- **AIM**
Return every line of the entries below that contains the string "wall", matching its case exactly.

****************************************

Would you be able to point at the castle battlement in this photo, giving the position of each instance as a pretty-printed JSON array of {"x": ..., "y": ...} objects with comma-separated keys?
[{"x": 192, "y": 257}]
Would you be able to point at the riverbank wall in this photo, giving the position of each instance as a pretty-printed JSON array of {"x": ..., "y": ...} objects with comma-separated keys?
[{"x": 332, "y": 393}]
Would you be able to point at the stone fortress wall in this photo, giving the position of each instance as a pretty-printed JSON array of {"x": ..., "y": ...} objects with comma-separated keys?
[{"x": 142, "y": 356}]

****************************************

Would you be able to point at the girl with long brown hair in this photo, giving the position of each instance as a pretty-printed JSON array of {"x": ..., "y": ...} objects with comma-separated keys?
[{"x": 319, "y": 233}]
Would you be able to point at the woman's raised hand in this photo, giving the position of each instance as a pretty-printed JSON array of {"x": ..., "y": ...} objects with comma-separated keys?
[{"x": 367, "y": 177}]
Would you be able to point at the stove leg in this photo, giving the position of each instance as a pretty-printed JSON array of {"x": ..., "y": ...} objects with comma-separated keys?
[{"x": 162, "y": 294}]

****************************************

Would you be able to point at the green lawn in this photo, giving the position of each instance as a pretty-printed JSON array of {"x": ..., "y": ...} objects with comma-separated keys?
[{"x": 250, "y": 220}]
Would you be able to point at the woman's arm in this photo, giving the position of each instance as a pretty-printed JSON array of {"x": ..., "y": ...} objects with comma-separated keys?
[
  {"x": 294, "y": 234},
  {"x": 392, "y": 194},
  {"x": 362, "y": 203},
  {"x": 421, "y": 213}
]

****************************************

- **ANSWER TO THE EXERCISE**
Would you be able to point at the riverbank wall in this photo, giving the position of each instance as a pretty-printed JSON array of {"x": ..., "y": ...} objects with comma-separated keys?
Would you be able to point at the stone fortress wall in this photo, giving the position of each instance as a pretty-printed JSON array of {"x": ..., "y": ...} objects with comma-separated keys?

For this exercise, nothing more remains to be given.